> [PROBLEM REQUIREMENTS]
Your output must consist solely of the lines from the one containing "woman's head in" through the end of the records, reproduced exactly.

> [EXCERPTED RECORDS]
%%
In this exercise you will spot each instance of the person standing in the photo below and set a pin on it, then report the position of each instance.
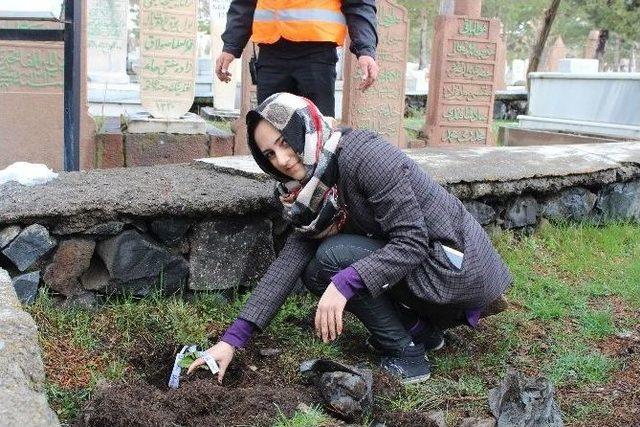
(297, 41)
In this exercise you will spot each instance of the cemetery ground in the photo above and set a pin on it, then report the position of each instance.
(574, 317)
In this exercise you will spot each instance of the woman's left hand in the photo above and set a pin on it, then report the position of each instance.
(329, 314)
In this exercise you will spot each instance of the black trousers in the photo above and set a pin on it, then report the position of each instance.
(312, 76)
(387, 317)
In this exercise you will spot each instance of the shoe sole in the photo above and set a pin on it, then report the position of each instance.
(416, 380)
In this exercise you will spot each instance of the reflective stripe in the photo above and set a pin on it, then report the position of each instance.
(324, 15)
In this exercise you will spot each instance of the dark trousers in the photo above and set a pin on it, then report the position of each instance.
(388, 316)
(313, 77)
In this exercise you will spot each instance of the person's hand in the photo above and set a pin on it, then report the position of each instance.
(369, 70)
(222, 66)
(329, 314)
(222, 354)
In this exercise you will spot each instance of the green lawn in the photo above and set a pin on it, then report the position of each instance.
(575, 288)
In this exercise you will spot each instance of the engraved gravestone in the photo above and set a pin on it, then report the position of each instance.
(463, 78)
(107, 41)
(168, 34)
(381, 107)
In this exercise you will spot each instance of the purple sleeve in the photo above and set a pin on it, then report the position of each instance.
(348, 282)
(239, 333)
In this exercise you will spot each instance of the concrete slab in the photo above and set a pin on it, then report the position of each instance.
(190, 124)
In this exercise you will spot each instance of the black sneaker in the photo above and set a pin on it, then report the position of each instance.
(410, 365)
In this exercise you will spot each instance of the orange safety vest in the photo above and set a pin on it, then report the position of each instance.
(299, 21)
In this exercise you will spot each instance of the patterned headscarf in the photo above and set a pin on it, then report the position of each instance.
(311, 204)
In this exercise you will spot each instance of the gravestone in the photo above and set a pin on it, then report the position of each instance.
(168, 49)
(463, 77)
(381, 107)
(107, 41)
(248, 101)
(224, 94)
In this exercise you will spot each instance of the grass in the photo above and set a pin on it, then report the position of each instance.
(575, 287)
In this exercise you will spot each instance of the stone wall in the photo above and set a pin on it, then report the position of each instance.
(212, 226)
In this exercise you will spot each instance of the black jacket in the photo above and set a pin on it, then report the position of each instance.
(360, 15)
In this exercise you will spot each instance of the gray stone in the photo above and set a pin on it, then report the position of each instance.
(137, 266)
(227, 253)
(8, 234)
(572, 204)
(170, 230)
(346, 390)
(619, 201)
(26, 286)
(107, 229)
(22, 395)
(521, 212)
(71, 260)
(31, 244)
(483, 213)
(524, 401)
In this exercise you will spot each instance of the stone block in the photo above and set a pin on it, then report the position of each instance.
(137, 266)
(72, 258)
(170, 230)
(7, 235)
(109, 150)
(522, 212)
(29, 246)
(227, 253)
(23, 400)
(483, 213)
(619, 201)
(26, 286)
(221, 143)
(189, 124)
(162, 148)
(573, 204)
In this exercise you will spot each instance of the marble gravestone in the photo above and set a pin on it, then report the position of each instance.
(381, 107)
(463, 77)
(168, 35)
(107, 41)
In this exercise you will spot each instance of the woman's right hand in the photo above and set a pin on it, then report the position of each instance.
(222, 353)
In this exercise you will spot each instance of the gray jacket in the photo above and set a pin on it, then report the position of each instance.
(388, 196)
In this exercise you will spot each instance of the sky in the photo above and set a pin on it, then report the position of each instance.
(32, 5)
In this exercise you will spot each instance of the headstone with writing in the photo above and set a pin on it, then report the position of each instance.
(168, 35)
(248, 101)
(381, 107)
(463, 78)
(224, 94)
(107, 41)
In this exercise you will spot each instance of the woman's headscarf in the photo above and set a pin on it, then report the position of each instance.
(311, 204)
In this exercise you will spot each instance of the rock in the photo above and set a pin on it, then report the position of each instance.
(137, 266)
(477, 422)
(619, 201)
(347, 391)
(96, 278)
(522, 212)
(23, 401)
(270, 352)
(438, 418)
(72, 258)
(170, 230)
(29, 246)
(483, 213)
(523, 401)
(573, 204)
(26, 286)
(7, 235)
(227, 253)
(102, 231)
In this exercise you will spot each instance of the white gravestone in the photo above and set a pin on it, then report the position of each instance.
(224, 94)
(168, 47)
(107, 41)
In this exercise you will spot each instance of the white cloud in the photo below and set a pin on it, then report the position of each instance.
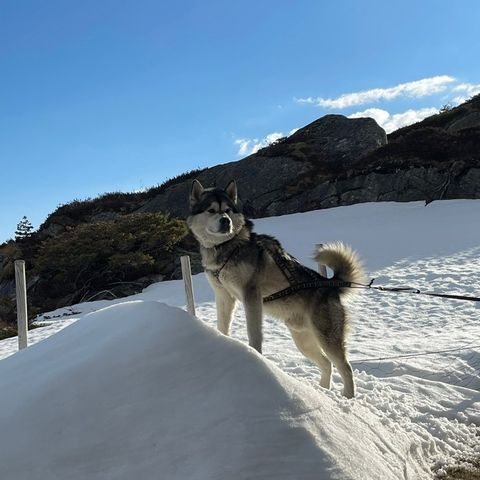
(393, 122)
(466, 90)
(416, 89)
(247, 146)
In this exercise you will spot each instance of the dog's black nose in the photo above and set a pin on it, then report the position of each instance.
(224, 224)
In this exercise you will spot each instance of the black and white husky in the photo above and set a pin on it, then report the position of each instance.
(244, 266)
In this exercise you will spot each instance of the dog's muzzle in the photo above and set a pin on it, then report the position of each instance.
(224, 225)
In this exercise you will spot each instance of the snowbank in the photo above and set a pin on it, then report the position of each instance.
(143, 390)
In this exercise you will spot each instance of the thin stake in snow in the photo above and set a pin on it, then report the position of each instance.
(22, 316)
(187, 280)
(322, 269)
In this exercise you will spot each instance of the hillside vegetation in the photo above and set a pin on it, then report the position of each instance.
(118, 243)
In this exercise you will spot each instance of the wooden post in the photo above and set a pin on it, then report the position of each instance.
(22, 315)
(322, 269)
(187, 280)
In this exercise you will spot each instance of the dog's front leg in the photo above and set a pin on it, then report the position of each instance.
(225, 307)
(253, 311)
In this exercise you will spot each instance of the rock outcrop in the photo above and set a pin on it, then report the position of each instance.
(263, 179)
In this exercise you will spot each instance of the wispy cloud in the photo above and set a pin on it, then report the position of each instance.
(393, 122)
(247, 146)
(465, 91)
(416, 89)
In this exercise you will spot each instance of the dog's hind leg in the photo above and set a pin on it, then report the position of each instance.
(253, 304)
(307, 343)
(330, 331)
(225, 307)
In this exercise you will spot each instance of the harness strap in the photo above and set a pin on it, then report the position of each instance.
(306, 285)
(216, 273)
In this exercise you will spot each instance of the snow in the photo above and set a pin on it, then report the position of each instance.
(136, 387)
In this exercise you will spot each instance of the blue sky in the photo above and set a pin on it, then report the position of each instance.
(104, 95)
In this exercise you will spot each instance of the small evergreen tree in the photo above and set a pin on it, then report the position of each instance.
(24, 229)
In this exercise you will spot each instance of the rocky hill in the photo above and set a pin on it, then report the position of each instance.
(330, 162)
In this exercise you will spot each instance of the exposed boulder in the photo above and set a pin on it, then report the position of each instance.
(469, 120)
(263, 178)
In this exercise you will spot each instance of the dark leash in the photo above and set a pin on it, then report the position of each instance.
(412, 290)
(318, 281)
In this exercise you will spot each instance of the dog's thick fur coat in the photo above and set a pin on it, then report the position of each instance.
(240, 268)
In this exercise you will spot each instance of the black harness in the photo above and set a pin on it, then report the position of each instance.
(288, 270)
(287, 267)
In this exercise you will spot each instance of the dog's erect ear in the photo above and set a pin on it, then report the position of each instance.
(196, 192)
(232, 191)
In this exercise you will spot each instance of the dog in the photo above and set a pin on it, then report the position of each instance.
(244, 266)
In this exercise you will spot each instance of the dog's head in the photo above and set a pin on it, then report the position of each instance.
(215, 216)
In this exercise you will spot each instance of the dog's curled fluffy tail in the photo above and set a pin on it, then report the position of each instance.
(344, 262)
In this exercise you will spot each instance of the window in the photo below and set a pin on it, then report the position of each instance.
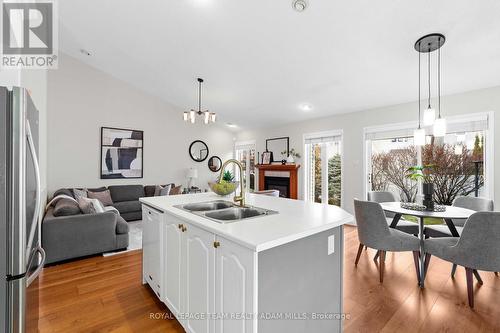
(323, 174)
(463, 159)
(245, 153)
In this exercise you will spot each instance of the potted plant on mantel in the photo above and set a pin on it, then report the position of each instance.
(425, 173)
(292, 155)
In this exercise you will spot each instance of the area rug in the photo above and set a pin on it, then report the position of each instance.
(134, 238)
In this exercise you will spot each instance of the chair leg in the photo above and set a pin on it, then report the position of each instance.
(382, 264)
(470, 290)
(416, 256)
(426, 263)
(478, 277)
(360, 248)
(453, 270)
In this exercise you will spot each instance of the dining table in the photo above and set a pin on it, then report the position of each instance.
(448, 215)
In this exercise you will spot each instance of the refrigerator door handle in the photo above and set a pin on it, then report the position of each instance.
(32, 277)
(36, 213)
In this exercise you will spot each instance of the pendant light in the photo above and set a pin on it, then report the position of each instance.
(427, 44)
(429, 113)
(440, 123)
(419, 133)
(208, 117)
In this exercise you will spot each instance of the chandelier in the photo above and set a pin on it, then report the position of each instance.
(208, 117)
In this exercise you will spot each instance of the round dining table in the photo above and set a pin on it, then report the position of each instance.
(448, 215)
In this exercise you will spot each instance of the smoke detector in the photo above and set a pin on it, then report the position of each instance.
(299, 5)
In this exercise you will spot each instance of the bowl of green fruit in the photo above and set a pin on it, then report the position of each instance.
(225, 186)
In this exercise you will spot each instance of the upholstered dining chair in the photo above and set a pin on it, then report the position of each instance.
(472, 203)
(478, 248)
(374, 232)
(384, 196)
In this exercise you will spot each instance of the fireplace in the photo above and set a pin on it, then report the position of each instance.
(281, 184)
(279, 177)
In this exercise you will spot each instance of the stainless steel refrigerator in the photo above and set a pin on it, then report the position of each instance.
(21, 254)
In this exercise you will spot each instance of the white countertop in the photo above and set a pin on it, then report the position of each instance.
(296, 219)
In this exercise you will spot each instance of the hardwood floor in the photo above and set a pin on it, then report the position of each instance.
(105, 294)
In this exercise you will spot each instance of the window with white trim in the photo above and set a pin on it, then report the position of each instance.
(323, 167)
(463, 158)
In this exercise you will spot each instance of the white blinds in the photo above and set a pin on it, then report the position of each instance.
(472, 123)
(322, 138)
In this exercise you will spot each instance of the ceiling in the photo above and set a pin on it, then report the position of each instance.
(261, 60)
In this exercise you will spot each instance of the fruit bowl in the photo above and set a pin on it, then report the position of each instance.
(224, 188)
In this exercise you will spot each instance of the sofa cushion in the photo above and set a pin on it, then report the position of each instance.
(126, 192)
(128, 206)
(66, 207)
(90, 206)
(121, 226)
(103, 196)
(64, 191)
(149, 190)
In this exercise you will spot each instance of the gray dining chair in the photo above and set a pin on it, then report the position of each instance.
(472, 203)
(403, 225)
(374, 233)
(478, 248)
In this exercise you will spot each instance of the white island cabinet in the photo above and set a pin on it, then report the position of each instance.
(275, 273)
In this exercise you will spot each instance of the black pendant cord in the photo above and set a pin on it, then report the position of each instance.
(429, 77)
(199, 98)
(419, 89)
(439, 81)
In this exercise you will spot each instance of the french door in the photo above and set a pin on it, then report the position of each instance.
(323, 174)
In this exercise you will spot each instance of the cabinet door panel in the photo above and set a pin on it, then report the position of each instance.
(200, 285)
(172, 272)
(234, 288)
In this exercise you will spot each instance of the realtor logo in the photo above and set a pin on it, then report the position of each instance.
(29, 34)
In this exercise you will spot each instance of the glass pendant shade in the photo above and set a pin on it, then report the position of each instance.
(439, 127)
(429, 116)
(419, 137)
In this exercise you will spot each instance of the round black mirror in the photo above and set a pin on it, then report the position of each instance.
(198, 150)
(214, 163)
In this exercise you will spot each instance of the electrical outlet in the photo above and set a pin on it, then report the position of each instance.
(331, 244)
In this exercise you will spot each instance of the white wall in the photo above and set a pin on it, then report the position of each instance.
(82, 99)
(484, 100)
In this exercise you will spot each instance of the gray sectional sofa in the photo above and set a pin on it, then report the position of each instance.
(72, 234)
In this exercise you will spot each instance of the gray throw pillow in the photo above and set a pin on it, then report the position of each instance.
(162, 190)
(90, 206)
(66, 207)
(79, 194)
(104, 197)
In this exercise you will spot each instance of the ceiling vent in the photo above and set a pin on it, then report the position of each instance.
(299, 5)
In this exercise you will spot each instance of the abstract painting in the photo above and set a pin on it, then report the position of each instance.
(121, 153)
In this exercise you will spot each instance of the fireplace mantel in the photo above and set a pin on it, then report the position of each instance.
(290, 169)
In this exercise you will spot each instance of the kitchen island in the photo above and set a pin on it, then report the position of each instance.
(276, 272)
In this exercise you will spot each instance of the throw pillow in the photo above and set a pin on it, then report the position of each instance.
(77, 193)
(104, 197)
(176, 190)
(90, 206)
(66, 207)
(162, 190)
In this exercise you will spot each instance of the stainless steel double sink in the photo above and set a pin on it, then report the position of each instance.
(224, 211)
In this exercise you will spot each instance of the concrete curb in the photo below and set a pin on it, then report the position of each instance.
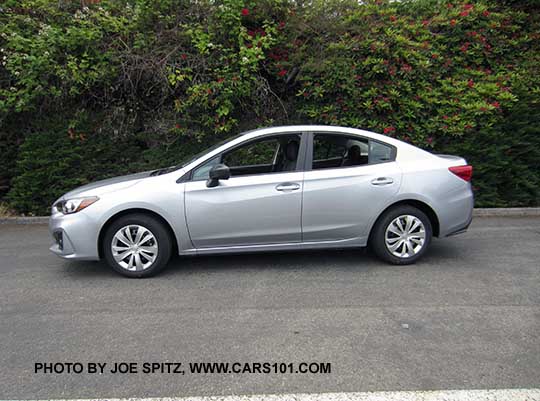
(510, 211)
(488, 212)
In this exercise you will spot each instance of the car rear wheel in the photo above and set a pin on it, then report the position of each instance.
(137, 245)
(401, 235)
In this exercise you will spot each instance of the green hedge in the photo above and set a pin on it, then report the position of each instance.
(93, 89)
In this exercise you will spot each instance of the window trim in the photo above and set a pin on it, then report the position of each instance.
(188, 176)
(308, 161)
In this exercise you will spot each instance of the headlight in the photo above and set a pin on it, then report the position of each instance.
(75, 205)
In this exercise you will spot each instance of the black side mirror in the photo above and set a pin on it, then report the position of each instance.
(218, 172)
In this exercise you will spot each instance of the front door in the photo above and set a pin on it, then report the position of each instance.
(260, 204)
(347, 182)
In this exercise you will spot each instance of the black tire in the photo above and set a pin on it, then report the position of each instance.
(156, 228)
(378, 242)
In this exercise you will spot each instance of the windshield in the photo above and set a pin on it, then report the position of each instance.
(189, 160)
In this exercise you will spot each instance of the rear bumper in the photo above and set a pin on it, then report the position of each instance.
(74, 236)
(455, 212)
(461, 230)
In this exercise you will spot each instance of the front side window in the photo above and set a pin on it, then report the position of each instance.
(335, 151)
(262, 156)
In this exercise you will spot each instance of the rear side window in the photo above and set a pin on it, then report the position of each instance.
(336, 151)
(380, 153)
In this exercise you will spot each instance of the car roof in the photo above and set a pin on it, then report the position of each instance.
(322, 128)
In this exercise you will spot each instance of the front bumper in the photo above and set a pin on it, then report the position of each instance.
(75, 236)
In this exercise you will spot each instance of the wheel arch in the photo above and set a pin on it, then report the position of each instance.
(424, 207)
(126, 212)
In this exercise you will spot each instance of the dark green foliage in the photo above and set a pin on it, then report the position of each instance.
(124, 86)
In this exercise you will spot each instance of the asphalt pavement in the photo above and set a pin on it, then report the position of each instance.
(467, 316)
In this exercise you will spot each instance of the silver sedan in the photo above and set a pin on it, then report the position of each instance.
(272, 189)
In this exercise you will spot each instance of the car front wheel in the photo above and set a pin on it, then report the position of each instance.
(402, 235)
(137, 245)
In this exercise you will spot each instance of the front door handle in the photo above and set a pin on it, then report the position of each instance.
(288, 186)
(382, 181)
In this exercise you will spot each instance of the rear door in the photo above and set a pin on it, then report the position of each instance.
(344, 190)
(260, 204)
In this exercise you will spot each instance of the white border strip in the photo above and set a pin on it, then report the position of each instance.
(439, 395)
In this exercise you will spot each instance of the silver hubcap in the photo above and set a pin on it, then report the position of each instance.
(405, 236)
(134, 247)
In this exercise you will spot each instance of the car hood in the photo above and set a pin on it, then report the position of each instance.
(108, 185)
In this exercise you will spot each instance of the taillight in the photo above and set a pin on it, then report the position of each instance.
(463, 172)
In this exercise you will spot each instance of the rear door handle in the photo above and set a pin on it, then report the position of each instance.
(288, 186)
(382, 181)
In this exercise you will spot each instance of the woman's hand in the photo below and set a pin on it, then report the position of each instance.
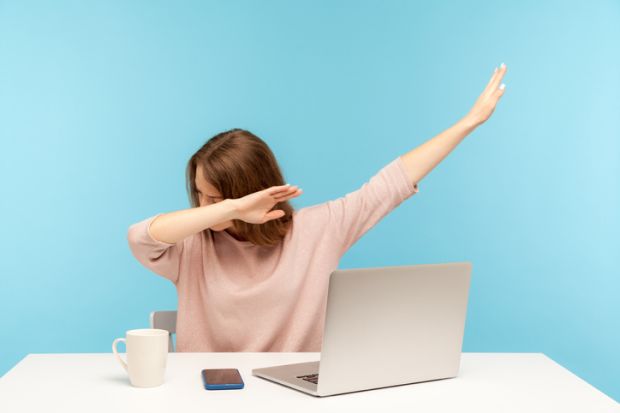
(485, 105)
(255, 208)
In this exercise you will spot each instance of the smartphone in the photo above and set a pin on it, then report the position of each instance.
(222, 379)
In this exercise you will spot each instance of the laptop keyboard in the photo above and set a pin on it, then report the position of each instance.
(312, 378)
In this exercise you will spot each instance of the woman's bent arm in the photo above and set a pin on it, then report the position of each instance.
(175, 226)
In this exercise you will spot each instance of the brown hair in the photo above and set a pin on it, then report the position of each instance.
(237, 163)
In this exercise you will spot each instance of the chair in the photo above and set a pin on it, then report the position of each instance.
(165, 320)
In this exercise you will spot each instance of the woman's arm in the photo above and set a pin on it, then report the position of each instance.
(423, 159)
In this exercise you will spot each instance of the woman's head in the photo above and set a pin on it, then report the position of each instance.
(231, 165)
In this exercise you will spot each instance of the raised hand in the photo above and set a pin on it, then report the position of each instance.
(485, 105)
(256, 208)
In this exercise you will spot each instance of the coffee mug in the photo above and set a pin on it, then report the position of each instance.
(147, 352)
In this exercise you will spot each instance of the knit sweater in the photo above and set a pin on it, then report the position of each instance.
(236, 296)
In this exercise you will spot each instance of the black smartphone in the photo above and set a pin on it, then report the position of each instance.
(222, 379)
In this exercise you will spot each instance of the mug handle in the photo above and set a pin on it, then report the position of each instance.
(118, 357)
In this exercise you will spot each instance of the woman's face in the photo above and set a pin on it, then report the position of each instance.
(208, 195)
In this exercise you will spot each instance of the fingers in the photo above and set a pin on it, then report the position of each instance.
(277, 189)
(497, 78)
(286, 196)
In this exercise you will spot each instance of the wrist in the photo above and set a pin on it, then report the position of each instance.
(470, 122)
(231, 208)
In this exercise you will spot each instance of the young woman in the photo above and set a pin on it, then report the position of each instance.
(251, 273)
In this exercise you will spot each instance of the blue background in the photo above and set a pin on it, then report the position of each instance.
(103, 103)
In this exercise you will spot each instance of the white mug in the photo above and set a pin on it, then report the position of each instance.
(147, 352)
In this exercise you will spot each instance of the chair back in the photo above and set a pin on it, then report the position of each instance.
(165, 320)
%%
> [REPLY TO THE TASK]
In this exercise you will spot each instance of the woman's head in the photo above and set a pin on it, then report the position of each instance.
(231, 165)
In this exercise you will spot each instance of the raised hand in the photo above and set a pin on it, then report the position of each instance.
(485, 105)
(256, 208)
In this exercise you will spot each instance of the coffee mug in the photo above and set a pin on it, then report the position of each instance.
(147, 352)
In this exercise you will spot each instance of the knit sweater in the photo above and set a pin on it, then report the position of each instance.
(236, 296)
In this exercise you will spot each instance of the black smartphone in the photo above and set a pin on it, then report the position of each instance.
(222, 379)
In this exercise you will spot each instance of the mug handle in the photo above and set a pin on it, then report the position of each instance.
(118, 357)
In this exercise you will spot each instance of the woman's face in the photo above and set a pin on it, then report the position of each instance.
(208, 195)
In this exercise you will spot each instance of the fingers in the photo above and set a pin on it, then report the position of each instance.
(277, 189)
(497, 78)
(286, 196)
In this exercise you will spot each instance of the wrist in the photo above and set a pin on it, then report the position of each instance.
(470, 122)
(231, 208)
In this exercise you will spot each instance of the young woman in the photo above and set a pin on it, then report the position of each instance.
(251, 273)
In this exercise you will spot each instance of the blue background in the photo above and set a pin on it, then report the position of each instance.
(103, 103)
In this exercise you will spot each instance of the white mug in the photo above and set a pin on it, then report the position of each instance.
(147, 352)
In this exercise you will spot each instance of the chair back in the photo above and set a pin on it, then report the position of each instance.
(165, 320)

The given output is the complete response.